Report every line below that holds the word "ground".

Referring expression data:
____

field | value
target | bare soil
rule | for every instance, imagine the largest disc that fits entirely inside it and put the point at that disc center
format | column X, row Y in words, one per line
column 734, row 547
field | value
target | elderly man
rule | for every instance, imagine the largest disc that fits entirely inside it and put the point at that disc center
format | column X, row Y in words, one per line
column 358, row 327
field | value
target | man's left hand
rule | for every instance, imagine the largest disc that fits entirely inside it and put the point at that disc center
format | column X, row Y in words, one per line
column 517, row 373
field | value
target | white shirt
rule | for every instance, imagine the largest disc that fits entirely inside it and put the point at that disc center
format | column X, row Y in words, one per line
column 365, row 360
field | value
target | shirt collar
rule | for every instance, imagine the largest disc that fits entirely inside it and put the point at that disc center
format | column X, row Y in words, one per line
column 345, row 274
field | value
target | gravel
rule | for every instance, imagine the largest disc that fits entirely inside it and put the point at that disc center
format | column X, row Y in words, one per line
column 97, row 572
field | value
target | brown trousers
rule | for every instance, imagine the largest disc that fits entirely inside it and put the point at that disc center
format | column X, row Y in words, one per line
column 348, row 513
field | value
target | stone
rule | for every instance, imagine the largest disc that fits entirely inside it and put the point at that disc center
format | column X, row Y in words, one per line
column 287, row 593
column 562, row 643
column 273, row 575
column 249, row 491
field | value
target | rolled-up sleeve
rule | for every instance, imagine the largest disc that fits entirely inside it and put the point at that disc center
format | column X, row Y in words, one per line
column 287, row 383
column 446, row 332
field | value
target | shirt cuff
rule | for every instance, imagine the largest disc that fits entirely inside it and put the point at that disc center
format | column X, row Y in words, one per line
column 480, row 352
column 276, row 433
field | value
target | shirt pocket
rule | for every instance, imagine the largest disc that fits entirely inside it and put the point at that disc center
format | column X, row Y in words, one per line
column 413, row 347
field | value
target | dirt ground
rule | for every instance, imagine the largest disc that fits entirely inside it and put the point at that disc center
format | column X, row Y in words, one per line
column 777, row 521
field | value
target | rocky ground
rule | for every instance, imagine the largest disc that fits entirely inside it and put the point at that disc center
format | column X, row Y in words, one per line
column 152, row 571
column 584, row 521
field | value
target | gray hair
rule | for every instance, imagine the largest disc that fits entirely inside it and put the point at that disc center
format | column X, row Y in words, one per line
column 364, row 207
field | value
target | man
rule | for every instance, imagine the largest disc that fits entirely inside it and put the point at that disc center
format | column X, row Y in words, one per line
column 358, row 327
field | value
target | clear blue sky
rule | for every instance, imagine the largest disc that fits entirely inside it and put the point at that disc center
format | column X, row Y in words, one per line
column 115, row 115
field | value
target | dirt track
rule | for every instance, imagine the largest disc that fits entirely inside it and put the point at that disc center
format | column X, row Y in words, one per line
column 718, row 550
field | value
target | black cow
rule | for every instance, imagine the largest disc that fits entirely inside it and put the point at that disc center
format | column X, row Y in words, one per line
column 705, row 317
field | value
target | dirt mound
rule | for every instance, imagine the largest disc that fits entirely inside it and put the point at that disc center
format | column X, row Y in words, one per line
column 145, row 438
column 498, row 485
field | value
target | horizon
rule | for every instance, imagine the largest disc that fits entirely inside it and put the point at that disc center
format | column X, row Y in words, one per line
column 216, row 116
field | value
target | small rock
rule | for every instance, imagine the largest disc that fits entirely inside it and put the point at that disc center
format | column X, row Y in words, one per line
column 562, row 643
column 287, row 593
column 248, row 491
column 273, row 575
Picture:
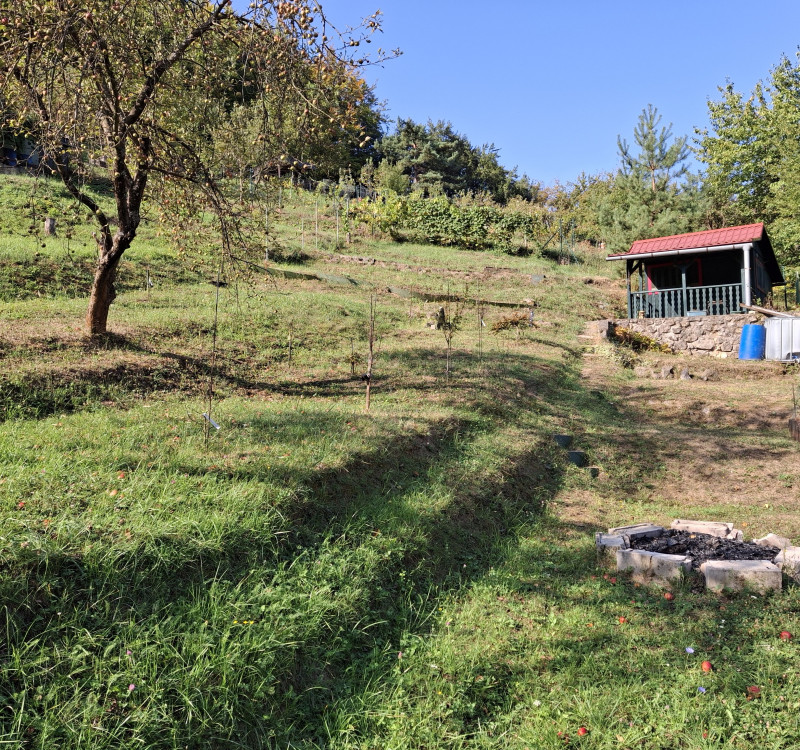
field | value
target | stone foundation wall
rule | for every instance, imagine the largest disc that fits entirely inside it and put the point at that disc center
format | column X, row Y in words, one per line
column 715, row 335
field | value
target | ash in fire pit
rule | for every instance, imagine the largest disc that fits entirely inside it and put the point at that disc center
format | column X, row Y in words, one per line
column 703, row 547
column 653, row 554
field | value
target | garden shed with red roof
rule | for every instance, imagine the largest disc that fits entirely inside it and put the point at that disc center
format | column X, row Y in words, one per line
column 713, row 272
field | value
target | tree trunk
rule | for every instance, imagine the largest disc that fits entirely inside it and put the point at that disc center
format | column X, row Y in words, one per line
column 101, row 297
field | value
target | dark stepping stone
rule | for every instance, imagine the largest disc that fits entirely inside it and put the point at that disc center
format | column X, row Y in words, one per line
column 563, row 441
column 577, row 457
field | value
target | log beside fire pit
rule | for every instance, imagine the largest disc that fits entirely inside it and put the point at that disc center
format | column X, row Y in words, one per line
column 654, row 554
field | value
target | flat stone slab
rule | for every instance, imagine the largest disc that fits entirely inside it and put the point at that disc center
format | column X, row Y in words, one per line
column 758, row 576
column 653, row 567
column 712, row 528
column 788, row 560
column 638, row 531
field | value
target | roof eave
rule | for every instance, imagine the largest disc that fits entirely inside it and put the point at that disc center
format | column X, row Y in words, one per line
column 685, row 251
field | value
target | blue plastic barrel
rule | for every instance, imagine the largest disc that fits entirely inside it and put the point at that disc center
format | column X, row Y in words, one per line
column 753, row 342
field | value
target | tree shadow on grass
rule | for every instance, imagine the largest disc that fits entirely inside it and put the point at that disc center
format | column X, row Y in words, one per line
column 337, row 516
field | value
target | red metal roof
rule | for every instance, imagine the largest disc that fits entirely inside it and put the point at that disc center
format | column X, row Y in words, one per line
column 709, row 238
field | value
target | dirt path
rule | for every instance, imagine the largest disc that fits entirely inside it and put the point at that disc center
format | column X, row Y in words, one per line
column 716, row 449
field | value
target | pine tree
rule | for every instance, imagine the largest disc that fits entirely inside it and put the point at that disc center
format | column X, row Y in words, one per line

____

### RESPONSE TO THIS EXERCISE
target | dirt ground
target | rocky ground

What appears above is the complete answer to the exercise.